• [Challenge]: Copy the part of the passage on the US credit downgrade and Fed rates starting at "The Fed, acknowledging" and ending at "like it’s 1999.".

• [Source extract]:
- - -

Fitch Ratings stripped the US of its top-tier government debt rating in August, criticizing the country’s ballooning deficit and an “erosion of governance” that’s led to repeated clashes over the debt ceiling in the past two decades. The cut took the US’s credit rating down one level, to AA+ from AAA, just two months after political confrontations nearly pushed the economy into a default. Fitch’s decision echoed a move made more than a decade ago by S&P Global Ratings.

The Fed, acknowledging the country’s much-lower inflation but emphasizing that the battle wasn’t over, kept borrowing costs unchanged at its last three meetings of the year. And in December, it clearly hinted that it’s reached the end of its interest rate hikes, and could actually cut them three times next year. The central bank’s decision-makers see the benchmark lending level dropping to about 4.6% in 2024, and as low as 3.6% in 2025 – far lower than the current 5.4%. That message got markets partying like it’s 1999.

- - -

• [Records from a dataset]:
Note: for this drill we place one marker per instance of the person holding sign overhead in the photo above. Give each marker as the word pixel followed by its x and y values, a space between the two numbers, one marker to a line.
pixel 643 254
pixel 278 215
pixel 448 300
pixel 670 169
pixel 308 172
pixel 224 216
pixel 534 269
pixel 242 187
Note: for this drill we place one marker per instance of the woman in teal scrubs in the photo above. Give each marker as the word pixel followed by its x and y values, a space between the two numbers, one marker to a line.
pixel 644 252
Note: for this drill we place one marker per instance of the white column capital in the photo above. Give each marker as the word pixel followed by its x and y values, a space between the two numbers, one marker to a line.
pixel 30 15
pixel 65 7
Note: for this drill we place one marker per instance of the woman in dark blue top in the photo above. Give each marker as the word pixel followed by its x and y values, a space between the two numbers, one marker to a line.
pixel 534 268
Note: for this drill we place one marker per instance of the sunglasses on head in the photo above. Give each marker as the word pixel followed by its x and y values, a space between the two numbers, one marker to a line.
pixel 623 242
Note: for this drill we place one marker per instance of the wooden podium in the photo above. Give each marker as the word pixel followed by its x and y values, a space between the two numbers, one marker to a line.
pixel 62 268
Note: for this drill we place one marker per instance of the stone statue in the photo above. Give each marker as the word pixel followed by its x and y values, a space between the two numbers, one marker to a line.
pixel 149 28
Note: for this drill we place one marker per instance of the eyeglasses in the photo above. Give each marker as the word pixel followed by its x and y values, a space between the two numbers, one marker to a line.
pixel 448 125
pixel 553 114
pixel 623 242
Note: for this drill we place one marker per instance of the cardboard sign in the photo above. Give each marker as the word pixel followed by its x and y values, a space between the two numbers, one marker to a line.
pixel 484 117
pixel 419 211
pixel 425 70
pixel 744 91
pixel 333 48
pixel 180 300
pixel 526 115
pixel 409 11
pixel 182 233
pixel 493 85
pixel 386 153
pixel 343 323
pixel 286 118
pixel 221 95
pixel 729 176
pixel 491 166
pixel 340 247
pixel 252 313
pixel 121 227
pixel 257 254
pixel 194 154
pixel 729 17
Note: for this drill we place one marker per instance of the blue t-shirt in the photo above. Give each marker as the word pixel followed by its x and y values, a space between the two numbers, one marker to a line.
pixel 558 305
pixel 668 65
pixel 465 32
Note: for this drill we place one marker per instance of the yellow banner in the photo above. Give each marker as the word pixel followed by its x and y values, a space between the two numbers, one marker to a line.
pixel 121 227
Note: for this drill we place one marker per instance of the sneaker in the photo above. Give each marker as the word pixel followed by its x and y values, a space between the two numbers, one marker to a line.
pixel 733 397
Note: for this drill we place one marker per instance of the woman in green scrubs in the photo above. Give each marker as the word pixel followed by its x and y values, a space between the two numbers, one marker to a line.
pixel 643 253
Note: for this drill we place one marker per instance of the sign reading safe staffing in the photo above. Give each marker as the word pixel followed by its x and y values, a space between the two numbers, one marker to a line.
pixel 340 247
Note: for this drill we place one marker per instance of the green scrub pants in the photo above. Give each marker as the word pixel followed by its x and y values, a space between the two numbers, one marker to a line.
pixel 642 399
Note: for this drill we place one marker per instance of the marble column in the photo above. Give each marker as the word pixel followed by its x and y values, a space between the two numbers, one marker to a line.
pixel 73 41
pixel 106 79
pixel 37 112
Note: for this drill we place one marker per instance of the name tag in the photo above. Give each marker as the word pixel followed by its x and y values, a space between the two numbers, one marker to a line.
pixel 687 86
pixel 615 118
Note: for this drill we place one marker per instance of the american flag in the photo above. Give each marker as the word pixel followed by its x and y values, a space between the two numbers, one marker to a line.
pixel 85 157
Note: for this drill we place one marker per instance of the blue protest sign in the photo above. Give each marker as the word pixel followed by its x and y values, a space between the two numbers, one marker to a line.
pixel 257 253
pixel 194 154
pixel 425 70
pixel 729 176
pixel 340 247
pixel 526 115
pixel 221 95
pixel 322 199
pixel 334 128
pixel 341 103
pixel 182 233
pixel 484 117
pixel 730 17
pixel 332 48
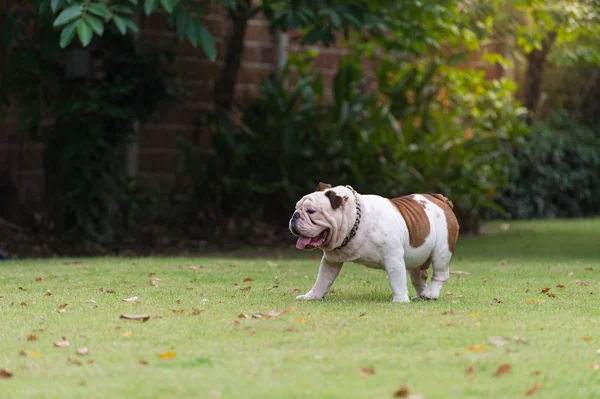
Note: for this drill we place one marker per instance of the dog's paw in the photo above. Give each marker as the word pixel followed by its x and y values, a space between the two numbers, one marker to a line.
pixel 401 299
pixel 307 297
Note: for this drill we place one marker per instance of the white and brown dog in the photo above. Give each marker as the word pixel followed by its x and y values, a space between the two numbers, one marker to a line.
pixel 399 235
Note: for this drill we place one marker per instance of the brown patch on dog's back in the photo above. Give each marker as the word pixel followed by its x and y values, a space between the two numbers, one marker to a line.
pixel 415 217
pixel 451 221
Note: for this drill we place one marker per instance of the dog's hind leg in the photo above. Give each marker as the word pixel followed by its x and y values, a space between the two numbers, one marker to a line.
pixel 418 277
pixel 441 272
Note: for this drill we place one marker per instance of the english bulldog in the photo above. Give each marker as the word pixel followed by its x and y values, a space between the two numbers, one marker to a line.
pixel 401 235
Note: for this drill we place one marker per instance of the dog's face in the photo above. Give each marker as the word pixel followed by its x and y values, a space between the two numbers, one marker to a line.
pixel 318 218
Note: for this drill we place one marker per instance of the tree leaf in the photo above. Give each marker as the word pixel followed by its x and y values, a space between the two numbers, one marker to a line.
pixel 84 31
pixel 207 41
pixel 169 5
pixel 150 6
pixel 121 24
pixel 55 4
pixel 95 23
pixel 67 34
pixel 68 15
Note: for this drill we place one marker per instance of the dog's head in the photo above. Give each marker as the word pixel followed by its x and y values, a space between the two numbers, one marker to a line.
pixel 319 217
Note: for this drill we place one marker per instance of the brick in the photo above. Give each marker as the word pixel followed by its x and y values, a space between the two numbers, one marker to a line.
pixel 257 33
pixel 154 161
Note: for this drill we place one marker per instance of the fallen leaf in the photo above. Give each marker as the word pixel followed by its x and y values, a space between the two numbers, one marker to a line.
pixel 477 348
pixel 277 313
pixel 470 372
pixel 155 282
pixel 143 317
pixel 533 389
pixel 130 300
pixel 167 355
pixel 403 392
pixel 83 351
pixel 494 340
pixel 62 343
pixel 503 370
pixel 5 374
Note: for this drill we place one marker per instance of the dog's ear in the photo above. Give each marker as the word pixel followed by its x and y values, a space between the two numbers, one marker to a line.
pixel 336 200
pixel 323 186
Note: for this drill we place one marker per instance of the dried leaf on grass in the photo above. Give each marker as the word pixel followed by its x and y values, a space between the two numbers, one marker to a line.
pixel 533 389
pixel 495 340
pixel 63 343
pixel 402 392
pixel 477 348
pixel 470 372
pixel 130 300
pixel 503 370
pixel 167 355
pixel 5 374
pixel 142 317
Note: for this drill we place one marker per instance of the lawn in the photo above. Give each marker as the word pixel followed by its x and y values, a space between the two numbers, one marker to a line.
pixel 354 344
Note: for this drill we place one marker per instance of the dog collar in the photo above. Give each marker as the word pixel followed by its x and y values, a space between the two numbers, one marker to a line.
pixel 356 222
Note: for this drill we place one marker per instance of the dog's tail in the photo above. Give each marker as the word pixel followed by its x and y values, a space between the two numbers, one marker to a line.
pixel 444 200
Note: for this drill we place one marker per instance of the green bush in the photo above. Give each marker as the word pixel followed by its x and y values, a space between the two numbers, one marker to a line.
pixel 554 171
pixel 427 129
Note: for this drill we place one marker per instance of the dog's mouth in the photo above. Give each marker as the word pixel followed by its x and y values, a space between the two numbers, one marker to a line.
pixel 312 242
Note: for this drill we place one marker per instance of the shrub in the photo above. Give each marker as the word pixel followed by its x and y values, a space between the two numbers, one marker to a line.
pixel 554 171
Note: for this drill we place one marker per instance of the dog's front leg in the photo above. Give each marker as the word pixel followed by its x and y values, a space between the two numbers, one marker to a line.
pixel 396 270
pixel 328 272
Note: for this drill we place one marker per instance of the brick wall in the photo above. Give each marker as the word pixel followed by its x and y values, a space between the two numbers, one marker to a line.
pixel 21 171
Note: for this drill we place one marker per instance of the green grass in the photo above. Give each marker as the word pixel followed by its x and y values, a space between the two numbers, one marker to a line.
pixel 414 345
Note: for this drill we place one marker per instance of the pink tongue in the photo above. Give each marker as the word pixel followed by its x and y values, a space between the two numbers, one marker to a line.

- - -

• [Worked answer]:
The Fed, acknowledging the country’s much-lower inflation but emphasizing that the battle wasn’t over, kept borrowing costs unchanged at its last three meetings of the year. And in December, it clearly hinted that it’s reached the end of its interest rate hikes, and could actually cut them three times next year. The central bank’s decision-makers see the benchmark lending level dropping to about 4.6% in 2024, and as low as 3.6% in 2025 – far lower than the current 5.4%. That message got markets partying like it’s 1999.